● WRITTEN TASK A: Reproduce word for word the passage of the Star Wars text below, from "I don't think" up to and including "stories, is cringe.".

-- TEXT start --

I don't think this is a winning proposition, because it can only mean one of two things:

- Talking about Star Wars, as it currently is and in its modern incarnations, is cringe.

- Talking about Star Wars of any variety, including the original and best stories, is cringe.

I'd wager that the majority of Critical Drinker's and Shadiversity's regular watchers - and I'm one of them - are only interested in modern Star Wars for the purposes of mocking it. I just opened up Critical Drinker's video about The Acolyte Episode 5, sorted the comments by 'new', and filtered out spam, gibberish, and off-topic discussions; roughly 2 comments in 10 are praising the show (whether sincerely or trolling, hard to say), 5 out of 10 are arguing that the lightsaber headbutt isn't a 'plot hole' so much as an act of plagiarism from far-superior source material in the Thrawn Trilogy, and the remaining 3 out of 10 are attributing the downfall of Star Wars to feminism, anti-white racism, incompetence, or a combination thereof. Those 8 out of 10 would probably describe modern Star Wars as low-status and would probably agree that *enjoying* it, or even watching it (aside from the one person a million taking one for the team and writing reviews) is cringe.

Disney+ subscriptions are packaged in with various Verizon and Xfinity internet / cable TV plans, along with various other bundles for other entertainment. It reaches a LOT of people. As of the latest Disney investor report (don't know if the spam filter will block the link, but if you search '2023 Annual Report Disney filetype:pdf' it'll be the first result), the two branches of Disney+ had a combined total of 141 million subscribers worldwide. If Critical Drinker and Shadiversity et al. stopped talking about Star Wars entirely, along with 100% of their audiences, those 141 million subscribers would still have advertisements for The Acolyte broadcast on their TVs as screensavers and recommended to them whenever they sit on the couch and try to find something to watch. A decent number would probably watch it.

And if that kind of garbage is all you're watching, your standards for what's good and what isn't will get lower and lower. I don't know a single person who decided to watch The Acolyte after seeing a scathing review of it online. I know several who decided to watch it because it was the first available option on the TV, and who kept watching because it was marginally better than burning out their dopamine receptors on TikTok. They're not being persuaded to watch TV. They were already going to watch TV.

-- TEXT end --

● WRITTEN TASK B: Turn the lines of the rows below into a numbered list, from the line with "water in the photo above." up to and including the last line of the rows, and leave out any blank lines.

-- SUPPLIED ENTRIES start --

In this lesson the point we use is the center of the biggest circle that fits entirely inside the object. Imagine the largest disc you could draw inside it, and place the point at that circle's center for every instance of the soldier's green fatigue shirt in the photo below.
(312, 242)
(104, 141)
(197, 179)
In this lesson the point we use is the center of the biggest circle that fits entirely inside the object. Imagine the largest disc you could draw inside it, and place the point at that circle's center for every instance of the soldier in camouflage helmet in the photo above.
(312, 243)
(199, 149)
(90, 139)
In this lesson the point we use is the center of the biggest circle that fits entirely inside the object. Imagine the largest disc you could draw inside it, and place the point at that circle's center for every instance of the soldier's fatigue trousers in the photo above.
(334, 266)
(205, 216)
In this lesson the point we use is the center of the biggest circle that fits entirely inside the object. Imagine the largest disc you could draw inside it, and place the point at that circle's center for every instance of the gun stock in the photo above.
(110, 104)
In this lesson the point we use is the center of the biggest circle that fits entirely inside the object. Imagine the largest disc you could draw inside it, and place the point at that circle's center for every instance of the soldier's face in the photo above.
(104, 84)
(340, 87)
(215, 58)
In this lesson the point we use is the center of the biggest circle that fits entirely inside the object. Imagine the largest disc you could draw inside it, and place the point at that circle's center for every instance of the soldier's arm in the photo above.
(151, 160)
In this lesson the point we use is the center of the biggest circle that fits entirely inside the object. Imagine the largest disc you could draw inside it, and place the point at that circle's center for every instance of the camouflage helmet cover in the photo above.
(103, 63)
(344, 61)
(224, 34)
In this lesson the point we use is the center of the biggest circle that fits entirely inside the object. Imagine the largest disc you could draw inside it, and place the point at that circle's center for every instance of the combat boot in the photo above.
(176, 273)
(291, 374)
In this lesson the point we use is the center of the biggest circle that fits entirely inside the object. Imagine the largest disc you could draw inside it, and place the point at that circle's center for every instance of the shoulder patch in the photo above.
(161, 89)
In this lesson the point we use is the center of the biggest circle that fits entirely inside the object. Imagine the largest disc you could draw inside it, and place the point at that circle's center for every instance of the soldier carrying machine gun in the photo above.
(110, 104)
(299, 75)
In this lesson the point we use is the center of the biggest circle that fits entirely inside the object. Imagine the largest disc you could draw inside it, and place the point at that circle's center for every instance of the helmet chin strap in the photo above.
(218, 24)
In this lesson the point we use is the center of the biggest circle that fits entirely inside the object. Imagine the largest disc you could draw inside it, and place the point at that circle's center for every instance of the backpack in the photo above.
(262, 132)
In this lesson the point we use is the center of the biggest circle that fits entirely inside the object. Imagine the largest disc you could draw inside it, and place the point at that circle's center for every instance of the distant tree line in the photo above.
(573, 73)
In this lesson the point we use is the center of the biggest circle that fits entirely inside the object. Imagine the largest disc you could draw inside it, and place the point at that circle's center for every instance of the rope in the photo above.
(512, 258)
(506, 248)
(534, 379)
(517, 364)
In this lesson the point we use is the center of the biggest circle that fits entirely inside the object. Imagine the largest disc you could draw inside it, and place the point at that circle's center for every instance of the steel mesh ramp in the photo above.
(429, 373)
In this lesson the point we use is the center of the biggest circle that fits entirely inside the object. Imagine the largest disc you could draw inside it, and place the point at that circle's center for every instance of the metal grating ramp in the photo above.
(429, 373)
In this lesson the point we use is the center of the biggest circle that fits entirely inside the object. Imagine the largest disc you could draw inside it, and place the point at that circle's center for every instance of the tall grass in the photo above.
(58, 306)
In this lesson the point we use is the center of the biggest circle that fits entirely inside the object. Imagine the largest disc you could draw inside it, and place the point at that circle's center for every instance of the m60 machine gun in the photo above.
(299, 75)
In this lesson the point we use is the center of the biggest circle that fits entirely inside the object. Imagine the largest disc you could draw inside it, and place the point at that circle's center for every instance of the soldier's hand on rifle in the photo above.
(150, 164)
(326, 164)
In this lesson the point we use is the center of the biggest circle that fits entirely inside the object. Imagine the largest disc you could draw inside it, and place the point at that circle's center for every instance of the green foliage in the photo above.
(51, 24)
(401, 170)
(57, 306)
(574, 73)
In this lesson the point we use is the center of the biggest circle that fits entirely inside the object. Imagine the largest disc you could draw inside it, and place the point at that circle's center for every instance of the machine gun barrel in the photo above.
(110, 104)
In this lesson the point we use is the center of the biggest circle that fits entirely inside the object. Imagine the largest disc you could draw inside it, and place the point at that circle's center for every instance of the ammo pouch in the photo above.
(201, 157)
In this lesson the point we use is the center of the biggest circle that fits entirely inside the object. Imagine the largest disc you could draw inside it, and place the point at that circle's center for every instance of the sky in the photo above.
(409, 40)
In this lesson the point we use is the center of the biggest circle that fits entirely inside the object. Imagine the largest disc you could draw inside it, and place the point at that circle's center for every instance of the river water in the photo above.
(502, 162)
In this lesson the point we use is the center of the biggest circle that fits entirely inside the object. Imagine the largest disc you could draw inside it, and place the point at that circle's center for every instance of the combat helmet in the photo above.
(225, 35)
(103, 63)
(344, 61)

-- SUPPLIED ENTRIES end --

● RIGHT ANSWER A:
I don't think this is a winning proposition, because it can only mean one of two things:

- Talking about Star Wars, as it currently is and in its modern incarnations, is cringe.

- Talking about Star Wars of any variety, including the original and best stories, is cringe.

● RIGHT ANSWER B:
1. In this lesson the point we use is the center of the biggest circle that fits entirely inside the object. Imagine the largest disc you could draw inside it, and place the point at that circle's center for every instance of the river water in the photo above.
2. (502, 162)
3. In this lesson the point we use is the center of the biggest circle that fits entirely inside the object. Imagine the largest disc you could draw inside it, and place the point at that circle's center for every instance of the combat helmet in the photo above.
4. (225, 35)
5. (103, 63)
6. (344, 61)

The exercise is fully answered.